TEXT TO READ
— start —

Home / Blog / AI Adoption Isn’t a Tool Decision. It’s an Operating Model Decision.
AI Adoption Isn’t a Tool Decision. It’s an Operating Model Decision.
Published: February 27, 2026
Share on LinkedIn Share on Twitter Share on Facebook Click to print Click to copy url
Contents Overview
AI is everywhere right now.
Executives are saying, “We need to be using AI.”
Teams are testing tools.
Vendors are pitching automation across every function.
And yet, in most organizations, adoption feels messy.
Not because the tech isn’t good.
Because no one designed how it should actually work inside the company.
That’s the part people skip.
AI doesn’t usually fail because of capability.
It fails because of structure.
Here’s what I’ve learned building applied AI systems inside a marketing organization, and why most rollouts stall long before they scale.
The Real Problem Isn’t AI. It’s Coordination.
Marketing teams are layered.
You have product building things.
Strategy defining direction.
Channel teams executing.
Sales and leadership measuring impact.
When someone says “use AI” without defining how those layers connect, friction shows up immediately.

— end —

EXERCISE INSTRUCTIONS
(A) In the blog post on AI adoption, what does the author say AI usually fails because of?
(B) Explain why the blog post on AI adoption says friction shows up immediately when someone in a marketing organization says "use AI".
(C) Continue the blog post on AI adoption from the last sentence shown.

DATA LINES
— start —

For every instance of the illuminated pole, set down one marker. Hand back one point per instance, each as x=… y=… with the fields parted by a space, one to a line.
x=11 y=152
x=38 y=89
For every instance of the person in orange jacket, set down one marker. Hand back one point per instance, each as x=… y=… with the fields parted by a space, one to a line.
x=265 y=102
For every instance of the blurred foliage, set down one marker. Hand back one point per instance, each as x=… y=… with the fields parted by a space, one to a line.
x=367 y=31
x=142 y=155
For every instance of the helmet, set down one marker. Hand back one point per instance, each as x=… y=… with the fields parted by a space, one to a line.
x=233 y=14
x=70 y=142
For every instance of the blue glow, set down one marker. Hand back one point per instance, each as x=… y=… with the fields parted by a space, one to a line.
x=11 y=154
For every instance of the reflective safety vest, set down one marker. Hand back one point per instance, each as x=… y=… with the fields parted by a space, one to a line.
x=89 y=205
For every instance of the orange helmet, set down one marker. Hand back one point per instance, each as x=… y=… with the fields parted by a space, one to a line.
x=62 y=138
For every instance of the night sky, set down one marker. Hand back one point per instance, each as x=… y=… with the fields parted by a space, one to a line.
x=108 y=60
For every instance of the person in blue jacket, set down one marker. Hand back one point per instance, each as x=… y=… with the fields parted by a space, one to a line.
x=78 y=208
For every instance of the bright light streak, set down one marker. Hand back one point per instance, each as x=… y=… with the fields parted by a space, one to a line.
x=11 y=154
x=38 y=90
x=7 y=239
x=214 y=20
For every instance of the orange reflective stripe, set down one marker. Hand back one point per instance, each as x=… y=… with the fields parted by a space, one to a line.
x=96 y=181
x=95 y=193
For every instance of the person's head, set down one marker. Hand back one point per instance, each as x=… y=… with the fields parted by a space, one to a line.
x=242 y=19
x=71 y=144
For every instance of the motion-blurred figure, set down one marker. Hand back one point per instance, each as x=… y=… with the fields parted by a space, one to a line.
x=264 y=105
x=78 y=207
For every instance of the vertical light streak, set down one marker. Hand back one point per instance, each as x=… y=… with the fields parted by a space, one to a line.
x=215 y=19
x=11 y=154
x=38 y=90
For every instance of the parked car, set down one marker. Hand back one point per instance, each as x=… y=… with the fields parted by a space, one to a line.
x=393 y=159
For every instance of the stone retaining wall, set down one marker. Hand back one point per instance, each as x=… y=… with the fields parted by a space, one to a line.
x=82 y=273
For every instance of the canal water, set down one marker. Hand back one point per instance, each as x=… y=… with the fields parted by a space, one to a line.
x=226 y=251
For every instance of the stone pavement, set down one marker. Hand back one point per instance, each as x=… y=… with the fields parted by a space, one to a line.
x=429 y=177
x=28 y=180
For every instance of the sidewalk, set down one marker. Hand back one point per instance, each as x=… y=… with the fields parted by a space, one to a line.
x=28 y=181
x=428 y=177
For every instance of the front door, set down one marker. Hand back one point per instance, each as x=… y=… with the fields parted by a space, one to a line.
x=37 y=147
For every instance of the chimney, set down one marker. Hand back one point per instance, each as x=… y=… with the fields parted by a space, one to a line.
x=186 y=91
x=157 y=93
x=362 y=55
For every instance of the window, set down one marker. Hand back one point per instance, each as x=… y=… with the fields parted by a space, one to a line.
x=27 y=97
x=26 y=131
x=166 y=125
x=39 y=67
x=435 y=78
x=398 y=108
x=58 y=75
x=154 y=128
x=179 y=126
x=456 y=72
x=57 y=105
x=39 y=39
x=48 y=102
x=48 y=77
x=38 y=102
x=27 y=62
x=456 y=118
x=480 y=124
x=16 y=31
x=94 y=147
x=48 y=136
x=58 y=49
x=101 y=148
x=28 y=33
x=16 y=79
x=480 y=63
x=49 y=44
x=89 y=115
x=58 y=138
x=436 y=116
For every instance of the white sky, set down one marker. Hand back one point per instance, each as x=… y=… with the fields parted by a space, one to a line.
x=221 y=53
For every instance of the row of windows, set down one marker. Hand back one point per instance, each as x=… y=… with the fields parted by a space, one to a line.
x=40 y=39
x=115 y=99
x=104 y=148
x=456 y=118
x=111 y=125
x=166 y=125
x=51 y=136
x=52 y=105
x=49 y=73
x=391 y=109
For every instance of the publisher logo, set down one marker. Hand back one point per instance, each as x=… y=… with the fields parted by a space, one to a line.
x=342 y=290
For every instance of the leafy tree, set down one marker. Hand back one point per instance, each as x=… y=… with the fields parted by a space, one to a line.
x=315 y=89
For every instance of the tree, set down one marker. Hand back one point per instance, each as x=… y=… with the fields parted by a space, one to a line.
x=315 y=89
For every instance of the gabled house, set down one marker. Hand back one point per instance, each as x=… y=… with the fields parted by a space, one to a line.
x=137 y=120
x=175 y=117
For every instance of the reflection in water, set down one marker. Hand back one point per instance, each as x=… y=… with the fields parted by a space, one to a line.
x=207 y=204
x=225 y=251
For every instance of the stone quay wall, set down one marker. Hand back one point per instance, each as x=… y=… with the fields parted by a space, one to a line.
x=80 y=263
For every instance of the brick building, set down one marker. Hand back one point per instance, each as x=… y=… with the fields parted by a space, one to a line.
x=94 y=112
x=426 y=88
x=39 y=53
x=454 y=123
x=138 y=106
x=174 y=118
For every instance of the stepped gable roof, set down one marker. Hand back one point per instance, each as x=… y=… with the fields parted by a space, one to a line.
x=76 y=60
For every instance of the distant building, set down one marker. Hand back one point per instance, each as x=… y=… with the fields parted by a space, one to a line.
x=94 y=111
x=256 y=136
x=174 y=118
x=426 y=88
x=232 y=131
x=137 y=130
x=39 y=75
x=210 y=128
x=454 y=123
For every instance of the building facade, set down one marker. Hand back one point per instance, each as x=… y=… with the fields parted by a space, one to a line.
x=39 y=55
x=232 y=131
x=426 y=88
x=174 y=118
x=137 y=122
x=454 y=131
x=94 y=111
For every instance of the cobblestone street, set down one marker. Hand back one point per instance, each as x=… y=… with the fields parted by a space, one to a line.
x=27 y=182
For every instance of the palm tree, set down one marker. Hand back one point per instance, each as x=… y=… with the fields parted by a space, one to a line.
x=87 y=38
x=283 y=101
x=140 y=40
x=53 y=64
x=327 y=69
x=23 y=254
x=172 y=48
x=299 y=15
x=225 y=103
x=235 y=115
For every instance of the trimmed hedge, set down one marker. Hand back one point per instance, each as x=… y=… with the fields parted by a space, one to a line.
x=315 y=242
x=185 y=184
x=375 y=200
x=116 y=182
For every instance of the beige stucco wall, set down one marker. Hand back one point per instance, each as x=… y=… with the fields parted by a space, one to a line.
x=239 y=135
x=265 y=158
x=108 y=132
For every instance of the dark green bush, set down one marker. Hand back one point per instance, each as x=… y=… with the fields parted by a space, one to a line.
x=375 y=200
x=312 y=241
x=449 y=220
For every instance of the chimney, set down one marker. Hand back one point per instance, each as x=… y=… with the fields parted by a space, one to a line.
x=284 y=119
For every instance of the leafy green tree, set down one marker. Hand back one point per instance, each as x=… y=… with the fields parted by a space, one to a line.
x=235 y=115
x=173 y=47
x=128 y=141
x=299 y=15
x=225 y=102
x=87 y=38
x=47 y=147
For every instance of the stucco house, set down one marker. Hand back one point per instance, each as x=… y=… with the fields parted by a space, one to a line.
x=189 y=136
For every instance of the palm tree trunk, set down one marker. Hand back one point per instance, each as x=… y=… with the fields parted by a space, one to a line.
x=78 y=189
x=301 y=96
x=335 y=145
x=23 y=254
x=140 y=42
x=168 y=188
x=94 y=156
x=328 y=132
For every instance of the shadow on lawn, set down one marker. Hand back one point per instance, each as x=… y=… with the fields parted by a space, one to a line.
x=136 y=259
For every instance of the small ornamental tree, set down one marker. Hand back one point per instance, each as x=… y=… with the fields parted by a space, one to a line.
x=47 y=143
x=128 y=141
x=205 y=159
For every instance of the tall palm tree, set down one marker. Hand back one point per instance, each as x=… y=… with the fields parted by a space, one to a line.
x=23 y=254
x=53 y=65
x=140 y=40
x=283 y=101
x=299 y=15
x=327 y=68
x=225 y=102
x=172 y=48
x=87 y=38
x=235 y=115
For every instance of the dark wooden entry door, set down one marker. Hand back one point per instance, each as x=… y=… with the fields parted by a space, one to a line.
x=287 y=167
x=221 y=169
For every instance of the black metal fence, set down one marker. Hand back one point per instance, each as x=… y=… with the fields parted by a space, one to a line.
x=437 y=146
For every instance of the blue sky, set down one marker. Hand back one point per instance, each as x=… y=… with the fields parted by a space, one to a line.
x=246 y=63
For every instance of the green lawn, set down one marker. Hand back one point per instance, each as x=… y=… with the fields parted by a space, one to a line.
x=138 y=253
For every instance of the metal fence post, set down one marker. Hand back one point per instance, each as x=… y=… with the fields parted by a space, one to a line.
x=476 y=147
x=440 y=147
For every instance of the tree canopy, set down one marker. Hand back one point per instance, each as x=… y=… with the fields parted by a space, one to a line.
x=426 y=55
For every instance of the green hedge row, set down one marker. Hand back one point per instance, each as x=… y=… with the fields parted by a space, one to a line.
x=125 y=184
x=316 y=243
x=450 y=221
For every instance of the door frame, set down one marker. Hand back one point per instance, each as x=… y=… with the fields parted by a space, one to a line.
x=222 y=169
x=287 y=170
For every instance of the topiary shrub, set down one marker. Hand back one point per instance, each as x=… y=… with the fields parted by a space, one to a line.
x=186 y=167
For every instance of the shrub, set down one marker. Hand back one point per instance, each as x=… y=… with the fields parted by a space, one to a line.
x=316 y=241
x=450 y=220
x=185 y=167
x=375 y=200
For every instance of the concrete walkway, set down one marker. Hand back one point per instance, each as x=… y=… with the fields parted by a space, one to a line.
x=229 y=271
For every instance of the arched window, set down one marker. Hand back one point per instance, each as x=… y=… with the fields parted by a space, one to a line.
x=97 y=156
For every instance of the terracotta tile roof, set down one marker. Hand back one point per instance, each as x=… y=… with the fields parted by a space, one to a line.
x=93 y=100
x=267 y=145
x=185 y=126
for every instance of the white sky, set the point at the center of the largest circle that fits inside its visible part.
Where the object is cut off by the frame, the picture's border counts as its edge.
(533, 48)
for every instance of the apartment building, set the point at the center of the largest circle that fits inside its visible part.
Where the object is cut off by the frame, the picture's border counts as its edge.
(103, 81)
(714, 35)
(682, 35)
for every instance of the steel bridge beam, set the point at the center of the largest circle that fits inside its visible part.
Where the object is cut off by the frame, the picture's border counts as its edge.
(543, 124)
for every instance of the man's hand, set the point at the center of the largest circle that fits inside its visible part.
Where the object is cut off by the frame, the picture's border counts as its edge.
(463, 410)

— end —

ANSWERS PER TASK
(A) AI usually fails because of structure, not capability.

(B) Marketing teams are layered: product builds things, strategy defines direction, channel teams execute, and sales and leadership measure impact. When someone calls for AI without defining how those layers connect, friction appears right away.

(C)
I’ve seen this play out the same way over and over:
- Leadership says use AI.
- There’s no defined use case.
- No communication plan.
- No ownership.
- No measurement.
Then six months later everyone’s asking why adoption is low.
The honest answer?
“The failure most organizations have is actually communicating around AI. It’s not anything else.”
You can have strong tools.
You can have smart people.
If you don’t have structure and communication, it turns into noise.
Stop Trying to Turn Marketers Into Technologists
There’s this idea that AI adoption means every marketer needs to learn prompting, models, automation, all of it.
That’s not realistic.
And it’s not necessary.
Most marketers already know what they want to accomplish.
“The average person understands conceptually what they want to do. They need somebody else to take that concept and turn it into reality so they can continue doing what they’re already good at.
If you tell everyone they need to become an AI prompter, you’re actually pulling them away from the value they already bring.”
Your strategists should stay strategic.
Your creatives should stay creative.
Your channel owners should stay focused on performance.
AI should support that work, not redefine their job.
The Top-Down Mandate Is Where Things Break
Another pattern I see a lot:
“Too often, ‘use AI’ is very top-down. But the people saying that don’t actually know how to use AI. So there’s no strategy. There’s no communication plan. And then you’re left with this weird force structure that doesn’t work.”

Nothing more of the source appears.